(Data extracted from a collection)
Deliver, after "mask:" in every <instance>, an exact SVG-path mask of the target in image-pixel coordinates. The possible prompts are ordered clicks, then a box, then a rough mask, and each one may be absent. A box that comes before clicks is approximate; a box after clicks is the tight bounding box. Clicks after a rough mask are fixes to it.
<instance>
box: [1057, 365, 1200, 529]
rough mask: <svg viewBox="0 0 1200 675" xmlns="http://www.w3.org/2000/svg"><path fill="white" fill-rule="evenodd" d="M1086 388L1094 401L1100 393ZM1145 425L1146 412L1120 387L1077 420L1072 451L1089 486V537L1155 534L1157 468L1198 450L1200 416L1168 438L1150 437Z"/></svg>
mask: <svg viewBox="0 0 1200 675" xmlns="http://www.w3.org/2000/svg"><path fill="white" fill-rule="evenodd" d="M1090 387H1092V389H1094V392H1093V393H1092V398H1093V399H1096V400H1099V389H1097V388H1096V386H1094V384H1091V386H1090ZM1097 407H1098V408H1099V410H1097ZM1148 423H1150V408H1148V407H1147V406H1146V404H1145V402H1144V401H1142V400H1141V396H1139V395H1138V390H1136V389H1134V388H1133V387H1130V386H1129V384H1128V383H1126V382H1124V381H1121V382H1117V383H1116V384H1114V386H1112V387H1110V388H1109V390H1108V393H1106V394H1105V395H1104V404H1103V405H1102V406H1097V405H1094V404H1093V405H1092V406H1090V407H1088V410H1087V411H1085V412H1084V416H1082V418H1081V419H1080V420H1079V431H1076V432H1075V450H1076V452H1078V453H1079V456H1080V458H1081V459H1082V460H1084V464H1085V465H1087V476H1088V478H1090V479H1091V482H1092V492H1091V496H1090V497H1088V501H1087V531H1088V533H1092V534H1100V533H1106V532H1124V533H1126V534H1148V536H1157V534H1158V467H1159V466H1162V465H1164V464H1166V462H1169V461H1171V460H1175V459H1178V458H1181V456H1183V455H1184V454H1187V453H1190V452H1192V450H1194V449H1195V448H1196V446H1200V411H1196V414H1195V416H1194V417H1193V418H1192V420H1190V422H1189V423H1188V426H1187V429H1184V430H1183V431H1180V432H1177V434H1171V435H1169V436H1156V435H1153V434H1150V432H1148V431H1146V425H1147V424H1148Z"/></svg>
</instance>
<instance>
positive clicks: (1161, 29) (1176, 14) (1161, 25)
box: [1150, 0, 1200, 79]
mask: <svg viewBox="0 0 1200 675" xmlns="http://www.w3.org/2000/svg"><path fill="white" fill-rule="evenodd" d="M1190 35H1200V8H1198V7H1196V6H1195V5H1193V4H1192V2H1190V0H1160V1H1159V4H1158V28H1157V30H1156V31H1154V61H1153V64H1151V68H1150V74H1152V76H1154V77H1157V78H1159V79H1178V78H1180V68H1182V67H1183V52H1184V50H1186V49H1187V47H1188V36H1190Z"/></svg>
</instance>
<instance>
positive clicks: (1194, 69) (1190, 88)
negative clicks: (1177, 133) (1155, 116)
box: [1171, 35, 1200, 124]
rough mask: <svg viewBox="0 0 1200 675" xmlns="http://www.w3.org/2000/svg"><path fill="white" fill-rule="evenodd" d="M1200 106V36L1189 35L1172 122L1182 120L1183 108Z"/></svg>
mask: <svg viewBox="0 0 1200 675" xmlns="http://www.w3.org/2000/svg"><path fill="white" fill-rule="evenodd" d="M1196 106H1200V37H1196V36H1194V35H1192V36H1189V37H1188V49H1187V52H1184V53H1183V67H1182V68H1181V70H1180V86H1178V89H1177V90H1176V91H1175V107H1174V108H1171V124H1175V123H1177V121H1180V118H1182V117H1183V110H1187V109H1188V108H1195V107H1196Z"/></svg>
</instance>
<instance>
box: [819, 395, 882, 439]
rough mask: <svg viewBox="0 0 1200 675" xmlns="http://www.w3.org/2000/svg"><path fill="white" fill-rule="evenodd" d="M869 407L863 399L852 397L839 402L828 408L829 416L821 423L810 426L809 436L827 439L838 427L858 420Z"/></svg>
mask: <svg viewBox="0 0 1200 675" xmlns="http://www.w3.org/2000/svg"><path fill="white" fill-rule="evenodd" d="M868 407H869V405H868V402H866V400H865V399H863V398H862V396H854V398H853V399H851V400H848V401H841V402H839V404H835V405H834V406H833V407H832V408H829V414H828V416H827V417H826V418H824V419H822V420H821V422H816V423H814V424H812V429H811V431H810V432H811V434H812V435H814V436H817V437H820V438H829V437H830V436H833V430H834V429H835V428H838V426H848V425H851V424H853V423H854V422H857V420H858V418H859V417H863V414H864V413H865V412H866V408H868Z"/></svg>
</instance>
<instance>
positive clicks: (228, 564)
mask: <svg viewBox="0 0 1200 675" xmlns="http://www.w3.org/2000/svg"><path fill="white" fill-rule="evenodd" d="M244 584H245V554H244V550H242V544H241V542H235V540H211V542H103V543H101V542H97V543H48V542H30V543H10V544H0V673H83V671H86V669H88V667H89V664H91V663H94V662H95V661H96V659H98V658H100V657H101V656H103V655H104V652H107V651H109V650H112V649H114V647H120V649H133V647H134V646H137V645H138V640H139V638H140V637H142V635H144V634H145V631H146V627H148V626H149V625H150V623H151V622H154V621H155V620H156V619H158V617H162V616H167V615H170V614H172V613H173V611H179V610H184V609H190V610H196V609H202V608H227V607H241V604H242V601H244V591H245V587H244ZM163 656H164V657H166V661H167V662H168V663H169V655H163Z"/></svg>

**Exercise**
Print the data above exactly.

**Result of this task**
Deliver, after "mask:" in every <instance>, an exact SVG-path mask of the target in image-pixel coordinates. The possible prompts are ordered clicks, then a box, then a rough mask, and each one may be absent. A box that comes before clicks is approximate; a box after clicks is the tight bounding box. Clicks after a rough mask are fixes to it.
<instance>
box: [1057, 365, 1200, 529]
rough mask: <svg viewBox="0 0 1200 675" xmlns="http://www.w3.org/2000/svg"><path fill="white" fill-rule="evenodd" d="M1086 388L1094 401L1100 393ZM1145 425L1146 412L1120 387L1077 420L1072 451L1089 486V537L1155 534L1157 468L1198 450L1200 416L1168 438L1150 437Z"/></svg>
mask: <svg viewBox="0 0 1200 675" xmlns="http://www.w3.org/2000/svg"><path fill="white" fill-rule="evenodd" d="M1090 387H1092V389H1094V392H1093V393H1092V398H1093V399H1096V400H1099V389H1097V388H1096V386H1094V384H1091V386H1090ZM1097 407H1098V408H1099V410H1097ZM1148 423H1150V408H1148V407H1147V406H1146V404H1145V402H1144V401H1142V400H1141V396H1139V395H1138V390H1136V389H1134V388H1133V387H1130V386H1129V384H1128V383H1126V382H1124V381H1121V382H1117V383H1116V384H1114V386H1112V387H1110V388H1109V390H1108V393H1106V394H1105V395H1104V404H1103V405H1102V406H1097V405H1094V404H1093V405H1092V406H1090V407H1088V410H1087V411H1085V412H1084V416H1082V418H1081V419H1080V420H1079V431H1076V432H1075V450H1076V452H1078V453H1079V456H1080V458H1081V459H1082V460H1084V464H1085V465H1087V476H1088V478H1090V479H1091V482H1092V492H1091V496H1090V497H1088V501H1087V531H1088V533H1092V534H1100V533H1106V532H1124V533H1126V534H1148V536H1157V534H1158V467H1159V466H1162V465H1164V464H1166V462H1169V461H1171V460H1175V459H1178V458H1181V456H1183V455H1184V454H1187V453H1190V452H1192V450H1194V449H1195V448H1196V446H1200V411H1196V414H1195V416H1194V417H1193V418H1192V420H1190V422H1189V423H1188V426H1187V429H1184V430H1183V431H1180V432H1177V434H1171V435H1169V436H1156V435H1153V434H1150V432H1148V431H1146V425H1147V424H1148Z"/></svg>
</instance>
<instance>
positive clicks: (1161, 29) (1176, 14) (1161, 25)
box: [1150, 0, 1200, 79]
mask: <svg viewBox="0 0 1200 675" xmlns="http://www.w3.org/2000/svg"><path fill="white" fill-rule="evenodd" d="M1190 35H1200V8H1198V7H1196V6H1195V5H1193V4H1192V2H1190V0H1160V1H1159V4H1158V28H1157V30H1156V31H1154V61H1153V64H1151V68H1150V74H1152V76H1154V77H1157V78H1159V79H1178V78H1180V68H1182V67H1183V52H1184V50H1186V49H1187V47H1188V36H1190Z"/></svg>
</instance>
<instance>
positive clicks: (1194, 69) (1190, 88)
negative clicks: (1177, 133) (1155, 116)
box: [1171, 35, 1200, 124]
rough mask: <svg viewBox="0 0 1200 675" xmlns="http://www.w3.org/2000/svg"><path fill="white" fill-rule="evenodd" d="M1200 106V36L1189 35L1172 122L1182 120L1183 108Z"/></svg>
mask: <svg viewBox="0 0 1200 675" xmlns="http://www.w3.org/2000/svg"><path fill="white" fill-rule="evenodd" d="M1196 106H1200V37H1196V36H1194V35H1192V36H1189V37H1188V49H1187V52H1184V53H1183V67H1182V68H1181V70H1180V86H1178V89H1177V90H1176V91H1175V107H1174V108H1171V124H1175V123H1177V121H1180V118H1182V117H1183V110H1187V109H1188V108H1195V107H1196Z"/></svg>
</instance>
<instance>
box: [819, 395, 882, 439]
rough mask: <svg viewBox="0 0 1200 675" xmlns="http://www.w3.org/2000/svg"><path fill="white" fill-rule="evenodd" d="M869 407L863 399L852 397L839 402L828 408L829 416L821 423L810 426L809 436L827 439L838 427L858 420Z"/></svg>
mask: <svg viewBox="0 0 1200 675" xmlns="http://www.w3.org/2000/svg"><path fill="white" fill-rule="evenodd" d="M868 407H869V405H868V402H866V400H865V399H863V398H862V396H854V398H853V399H851V400H848V401H841V402H839V404H835V405H834V406H833V407H832V408H829V414H828V416H827V417H826V418H824V419H822V420H821V422H816V423H814V424H812V429H811V431H810V432H811V434H812V435H814V436H817V437H820V438H829V437H830V436H833V430H834V429H835V428H838V426H848V425H851V424H853V423H854V422H857V420H858V418H859V417H863V414H864V413H865V412H866V408H868Z"/></svg>
</instance>
<instance>
positive clicks: (228, 564)
mask: <svg viewBox="0 0 1200 675" xmlns="http://www.w3.org/2000/svg"><path fill="white" fill-rule="evenodd" d="M244 584H245V554H244V550H242V544H241V542H235V540H211V542H103V543H101V542H97V543H48V542H30V543H10V544H0V673H83V671H86V669H88V667H89V664H91V663H94V662H95V661H96V659H98V658H100V657H101V656H103V655H104V652H107V651H109V650H112V649H114V647H120V649H133V647H134V646H137V645H138V640H139V638H140V637H142V635H144V634H145V631H146V627H148V626H149V625H150V623H151V622H154V621H155V620H156V619H158V617H162V616H167V615H170V614H172V613H173V611H179V610H184V609H190V610H196V609H202V608H227V607H241V604H242V601H244V591H245V587H244ZM163 656H164V657H166V661H167V662H168V663H169V655H163Z"/></svg>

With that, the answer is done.